• Given text:
--------------------------------

Has anyone else experienced these types of pains? If so, any suggestions on managing them?

Thanks.

Hi Brian,
I had a Whipple Procedure twice! In 2004 I had the head of the pancreas and spleen removed because I formed tumors in the pancreas. Thank God they were benign. Three years later I had several tumors that grew within a 6 mo. period. I was getting my care at Mayo Clinic, in Rochester, MN, and they had the advanced testing using an endoscope with an ultrasound and were able to look at the pancreas and found that 9 tumors had grown within 6 mos and may be cancerous. At that time it was decided to have the rest of the pancreas removed along with the gall bladder part of the large and small intestine and major revision of my stomach. Anyway I now have a non-profit that addresses the Whipple Procedure and at this time it is on The Hageman Foundation for Multiple Endocrine Neoplasia (MEN) (which is a big endocrine disorder) that means many tumors on endocrine glands. Usually the Pituitary, Parathyroids, and Pancreas,thus alot of us with MEN end up having the Whipple Procedure. AT this time there is a Whipple Blog at wwww.multipleendocrineneoplasia.org and we have had such an overwhelming response in the next few weeks we are going to open a non-profit web site dedicated to the Whipple Procedure. We provide education and support for people who have the Whipple Procedure and support for others that are caring for the person having the Whipple Procedure.

To get back to your concerns, I did have the kind of pain you are experiencing. I would say after about 18 mos. after the Whipple Procedure it did subside. I was told there was no way I was still feeling pain so long after the surgery and was told to go to a pain management person but I never did. I got more active the spasms were less and less. Brian was your whole pancreas removed? Do you have to take insulin or digestive enzymes with meals. This is an important piece of information. You can e-mail me here go to our website or e-mail me directly linda@hagemanfoundation.org I do work with people from this website quite often.
Linda Hageman, RN

Hi Linda,
You have been through a lot. I think what you are doing with the website is terrific and if there is anyway I can help please let me know. I have been doing website and user interface design for over 12 years.

During my whipple, I had the head of my pancreas removed along with my hall bladder and a section if my small intestine. I didn’t have any portion of stomach removed. I currently take digestive enzymes with meals and snacks along with a daily vitamin and Nexium. I have been diagnosed with lymphoplasmacitic sclorosing pncreatitis. It is an autoimmune disorder that mimics pancreatic cancer.
Please stay in touch and let me know if I can help in any way. Thanks.
Brian

Dear Brian,
I am looking for someone to help with the web site. I actually want to do a new web site with Whipple information on it and gather all our thoughts and experiences to share with one another. Please e-mail me directly linda@hagemanfoundation.org so we can chat.

--------------------------------

• Data under study:
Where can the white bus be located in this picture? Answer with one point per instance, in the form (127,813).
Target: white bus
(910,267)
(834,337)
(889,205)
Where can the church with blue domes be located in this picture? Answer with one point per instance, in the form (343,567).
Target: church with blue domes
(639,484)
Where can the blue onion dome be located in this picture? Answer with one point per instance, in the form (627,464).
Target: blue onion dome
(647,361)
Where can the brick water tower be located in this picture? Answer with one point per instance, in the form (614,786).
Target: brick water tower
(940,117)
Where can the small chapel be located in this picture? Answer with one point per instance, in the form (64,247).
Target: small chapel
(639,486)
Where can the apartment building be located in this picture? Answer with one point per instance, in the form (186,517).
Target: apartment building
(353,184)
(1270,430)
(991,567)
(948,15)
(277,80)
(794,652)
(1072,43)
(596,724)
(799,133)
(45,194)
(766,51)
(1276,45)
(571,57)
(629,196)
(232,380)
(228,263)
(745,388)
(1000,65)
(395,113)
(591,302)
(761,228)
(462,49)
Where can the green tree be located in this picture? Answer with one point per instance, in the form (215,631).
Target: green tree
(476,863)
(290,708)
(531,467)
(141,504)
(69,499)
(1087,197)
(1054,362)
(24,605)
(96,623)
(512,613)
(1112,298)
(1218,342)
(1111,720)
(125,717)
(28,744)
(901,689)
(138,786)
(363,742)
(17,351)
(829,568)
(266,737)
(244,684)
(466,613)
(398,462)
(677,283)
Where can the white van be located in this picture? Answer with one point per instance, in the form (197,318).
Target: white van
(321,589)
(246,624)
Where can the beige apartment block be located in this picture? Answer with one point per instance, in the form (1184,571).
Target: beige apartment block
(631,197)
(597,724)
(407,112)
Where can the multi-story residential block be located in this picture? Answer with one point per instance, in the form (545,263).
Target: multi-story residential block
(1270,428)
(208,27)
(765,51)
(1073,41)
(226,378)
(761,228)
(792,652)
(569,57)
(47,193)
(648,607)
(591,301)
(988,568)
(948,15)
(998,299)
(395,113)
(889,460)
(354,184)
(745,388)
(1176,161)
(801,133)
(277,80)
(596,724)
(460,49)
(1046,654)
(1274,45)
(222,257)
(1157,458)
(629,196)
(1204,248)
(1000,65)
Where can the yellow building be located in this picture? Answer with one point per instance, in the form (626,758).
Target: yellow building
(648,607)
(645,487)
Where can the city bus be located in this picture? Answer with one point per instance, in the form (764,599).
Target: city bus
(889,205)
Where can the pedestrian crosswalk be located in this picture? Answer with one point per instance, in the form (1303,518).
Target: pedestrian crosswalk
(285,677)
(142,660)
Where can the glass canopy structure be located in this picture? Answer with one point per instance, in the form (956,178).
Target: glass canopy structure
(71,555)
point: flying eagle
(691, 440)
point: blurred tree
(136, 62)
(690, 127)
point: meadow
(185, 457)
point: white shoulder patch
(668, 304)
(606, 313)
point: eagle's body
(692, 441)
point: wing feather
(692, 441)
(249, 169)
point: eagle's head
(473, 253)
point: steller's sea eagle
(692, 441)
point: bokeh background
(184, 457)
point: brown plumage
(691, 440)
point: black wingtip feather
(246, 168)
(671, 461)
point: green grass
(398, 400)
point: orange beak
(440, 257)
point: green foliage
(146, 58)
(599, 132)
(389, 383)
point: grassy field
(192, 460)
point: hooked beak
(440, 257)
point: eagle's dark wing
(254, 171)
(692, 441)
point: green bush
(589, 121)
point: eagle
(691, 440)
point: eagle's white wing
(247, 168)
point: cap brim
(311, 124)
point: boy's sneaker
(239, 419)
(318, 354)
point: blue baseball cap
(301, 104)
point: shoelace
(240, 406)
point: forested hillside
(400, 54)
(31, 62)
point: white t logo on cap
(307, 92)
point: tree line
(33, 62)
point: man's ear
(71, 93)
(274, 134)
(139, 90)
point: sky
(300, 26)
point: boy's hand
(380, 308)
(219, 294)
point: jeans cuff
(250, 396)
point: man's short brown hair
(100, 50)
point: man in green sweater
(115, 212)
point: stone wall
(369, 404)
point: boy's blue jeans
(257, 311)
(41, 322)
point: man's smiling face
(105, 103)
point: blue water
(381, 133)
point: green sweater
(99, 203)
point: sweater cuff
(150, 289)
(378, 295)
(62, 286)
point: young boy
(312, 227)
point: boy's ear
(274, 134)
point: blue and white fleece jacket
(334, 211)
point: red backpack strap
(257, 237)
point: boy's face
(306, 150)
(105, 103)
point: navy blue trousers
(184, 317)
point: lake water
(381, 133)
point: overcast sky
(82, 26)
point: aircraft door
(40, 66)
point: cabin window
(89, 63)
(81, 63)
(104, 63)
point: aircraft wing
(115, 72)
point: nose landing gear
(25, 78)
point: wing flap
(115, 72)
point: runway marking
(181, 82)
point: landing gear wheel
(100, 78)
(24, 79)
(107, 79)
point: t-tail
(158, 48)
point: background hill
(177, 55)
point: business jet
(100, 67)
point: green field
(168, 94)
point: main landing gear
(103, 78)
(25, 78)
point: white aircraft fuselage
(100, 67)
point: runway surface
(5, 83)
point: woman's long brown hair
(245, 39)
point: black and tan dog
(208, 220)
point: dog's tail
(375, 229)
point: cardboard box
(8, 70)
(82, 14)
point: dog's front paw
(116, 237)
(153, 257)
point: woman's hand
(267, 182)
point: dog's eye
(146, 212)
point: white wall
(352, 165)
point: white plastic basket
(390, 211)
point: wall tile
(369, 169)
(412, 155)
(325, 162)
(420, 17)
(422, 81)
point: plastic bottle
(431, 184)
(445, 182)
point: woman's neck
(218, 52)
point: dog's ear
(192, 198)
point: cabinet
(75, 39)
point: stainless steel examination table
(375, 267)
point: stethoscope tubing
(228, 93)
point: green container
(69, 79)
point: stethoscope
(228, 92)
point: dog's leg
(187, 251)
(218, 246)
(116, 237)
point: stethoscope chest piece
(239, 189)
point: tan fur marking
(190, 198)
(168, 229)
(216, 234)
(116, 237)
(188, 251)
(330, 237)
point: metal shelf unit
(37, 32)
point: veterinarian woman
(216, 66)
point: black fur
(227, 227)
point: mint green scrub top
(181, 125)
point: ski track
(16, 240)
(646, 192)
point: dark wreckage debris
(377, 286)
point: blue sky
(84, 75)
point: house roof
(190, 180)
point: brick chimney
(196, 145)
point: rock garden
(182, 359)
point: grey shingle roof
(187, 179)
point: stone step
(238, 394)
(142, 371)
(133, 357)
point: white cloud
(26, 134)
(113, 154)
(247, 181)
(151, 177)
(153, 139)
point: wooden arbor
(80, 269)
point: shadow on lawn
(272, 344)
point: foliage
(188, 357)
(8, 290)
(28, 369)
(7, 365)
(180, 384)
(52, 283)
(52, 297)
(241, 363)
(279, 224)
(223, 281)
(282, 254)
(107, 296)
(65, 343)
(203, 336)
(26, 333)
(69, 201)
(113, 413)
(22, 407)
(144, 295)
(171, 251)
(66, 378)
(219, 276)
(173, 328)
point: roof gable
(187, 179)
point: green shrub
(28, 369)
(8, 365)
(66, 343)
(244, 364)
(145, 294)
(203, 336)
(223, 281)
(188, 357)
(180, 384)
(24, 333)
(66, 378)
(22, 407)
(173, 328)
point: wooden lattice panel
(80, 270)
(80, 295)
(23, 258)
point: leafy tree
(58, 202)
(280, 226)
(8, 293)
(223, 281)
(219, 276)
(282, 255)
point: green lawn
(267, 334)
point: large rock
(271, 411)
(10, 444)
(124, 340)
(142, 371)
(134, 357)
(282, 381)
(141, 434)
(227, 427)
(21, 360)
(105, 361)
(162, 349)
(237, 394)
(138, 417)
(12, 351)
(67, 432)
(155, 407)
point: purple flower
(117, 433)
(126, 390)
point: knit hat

--------------------------------

• Problem to work on: Please give the length of time after the Whipple Procedure when Linda's pain subsided, according to the Whipple Procedure discussion.

• Task response: About 18 months.